出典抜粋:
* * * *
投資環境をとりまく怪しさのポイントは大きく3つあると思います。

  • 怪しさの正体1:顧客と企業の信頼関係がお互いの利益になる消費材とは異なること。

 投資商品は顧客の損失が企業の利益になるので同じ感覚でいると怪しさは増すばかり。投資商品の前提条件を肝に命じましょう。

  • 怪しさの正体2:契約書の内容を理解していないための怪しさ。

 あなたを守る大切な約束事が書かれているものなので、利益相反しないプロに契約書をきちんと確認してもらうことで怪しさは下がります。専門家費用は必要経費と心得ましょう。

  • 怪しさの正体3:無知と自己判断しないことから生まれる怪しさ。

 知らないことがあるのは別に悪い事ではありません。しかし、やりたい事があるのに知ろうとしないことはあまりお勧めしません。学び、考える事は最高の自己投資と心得ましょう。

投資商品と消費材のちがいとは?

 どんな投資でも結局のところ自己責任です。株でもFXでもなんでもそうです。自己責任であるが故にどんな失敗をしても誰も助けてはくれません。救済措置は基本的にはありません。また多くの人が陥っている勘違いがあるような気がしています。それは「消費物を販売するのと投資商品を販売するのでは販売側の責任範囲が異なる」ということです。日本においては商品の品質やサービスの質、企業のモラルについては世界的に高いので消費者と企業の信頼関係が高水準で保たれています。コンビニに買い物いって店員に差別的な発言をされる心配をする人はいませんし、買った食品の品質をことさらに心配しなくても価格と商品の質が大きく異なることはありませんし、価格交渉しないとぼったくられる心配をする人もいません。さらに消費者保護の観点から国は販売側に様々な規制を特にかけています。一方で投資商品はどうでしょうか? 規制はそれなりにあります。しかし、根本的に異なるのは、求める効果が保証されていない点です。投資をする場合はお金が増えることを目的として投資商品を購入しますが必ずしもお金が増えるわけではなく、減ることもあるものです。消費材ではそういったことはありません。クレームになります。「そんなことはあたりまえじゃん!」っと思うかもしれませんが、販売側からすれば商品の効力を約束しなくて良いものを売ってよいというのは、怪しい業者にとって付け込む余地があります。消費材を購入す時と同じ感覚で投資商品を販売している相手を信頼するのはかなり危険なことだと思います。ワンルーム投資やシェアハウス投資で多くのサラリーマン投資家が大きな損失を抱えている根本的な要因ではないでしょうか。
* * * *
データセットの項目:
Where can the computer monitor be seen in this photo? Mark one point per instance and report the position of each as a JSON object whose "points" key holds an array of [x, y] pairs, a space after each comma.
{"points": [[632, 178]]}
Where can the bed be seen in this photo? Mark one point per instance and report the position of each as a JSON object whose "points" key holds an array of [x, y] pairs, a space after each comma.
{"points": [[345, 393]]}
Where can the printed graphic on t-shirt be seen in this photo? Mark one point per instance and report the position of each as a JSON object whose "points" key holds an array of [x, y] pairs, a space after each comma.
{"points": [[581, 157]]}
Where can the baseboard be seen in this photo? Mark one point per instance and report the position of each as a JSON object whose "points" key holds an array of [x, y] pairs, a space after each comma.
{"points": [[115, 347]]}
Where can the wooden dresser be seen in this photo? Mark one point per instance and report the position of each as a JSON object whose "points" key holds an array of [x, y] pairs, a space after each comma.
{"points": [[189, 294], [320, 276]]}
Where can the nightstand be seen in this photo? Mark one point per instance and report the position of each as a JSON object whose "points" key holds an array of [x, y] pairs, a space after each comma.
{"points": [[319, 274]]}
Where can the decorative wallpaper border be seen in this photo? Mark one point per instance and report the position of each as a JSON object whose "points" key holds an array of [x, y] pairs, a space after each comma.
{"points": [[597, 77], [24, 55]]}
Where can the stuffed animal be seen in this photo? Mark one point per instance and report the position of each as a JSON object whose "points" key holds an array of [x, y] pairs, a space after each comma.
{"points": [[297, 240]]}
* * * *
記述問題 1: 投資の怪しさを論じた文章によると、投資商品が消費材と根本的に異なるのはどの点ですか。
記述問題 2: 投資の怪しさを論じた文章を引き継ぎ、最後の文の後に続く部分を書いてください。

解答 1: 求める効果が保証されていない点です。

解答 2:
 商品の品質を隠すのはあたりまえで、業者の出してきた事業計画も怪しいものが沢山あります。慎重に価格を見極めないと簡単にぼったくられます。そういった怪しい企業にとっては情報格差が企業利益なので当然の所作だったりするのです。

消費材と投資商品の比較

 投資商品を消費材を購入するように気軽に買うことは「資産拡大」という
目的からどんどん遠ざかります。人は何かを購入するとき、その商品があることで実現する楽しい生活を思い浮かべて購入するわけです。たとえば、車を買うときに、車を所有することが本来の目的ではなく「家族との旅行」「周りからの羨望のまなざし」「軽快に走るドライブの楽しさ」を想像して購入するのです。そういった購入後の楽しさを想起させる商品は売れるわけです。一方で投資の売れる商品は「儲かりそう」ということを想起させるとよく売れる商品になります。でも儲かることを保証しなくて良いのです。多くの人は消費商品を買う時と同じように「今時そんなに悪いものは売ってないだろう」という感覚で投資商品を購入していないでしょうか? たとえば金融機関に投資信託を勧められて「銀行がそんな怪しいものは売らないだろう」と思って契約していたりしませんか?一見して怪しい会社も怪しくもなんともない大手企業でも同じです。金融機関・大手企業は怪しくもないし、合法なので実は最も厳しい状況に置かれる場合があります。違法性があれば刑事事件になったり民事で訴訟することが可能ですが、合法であれば救済する方法は基本的にはありません。自己責任である以上は自ら情報を集めて自分で考え、何が正しいのかを判断する必要があります。消費物を購入する時の感覚のまま投資関係の営業や広告を真に受けるようでは成功の確率は飛躍的に下がります。

契約書の重要性を理解しよう。

 顧客と企業の関係についての前提条件をふまえれば、投資商品の契約書を流し見るなんてありえないです。事前にメールで契約書を送ってもらい、熟読し、わからないところは調べるか専門家にチェックをしてもらうくらいの心構えがないとかなり危険です。契約書を作った相手にわからないところを質問するなんて論外です。「何かあったときのために捨て印を押してください」って言われて安易に押したりしていませんよね?それ、結構やばいことをしている自覚を持った方がよいです。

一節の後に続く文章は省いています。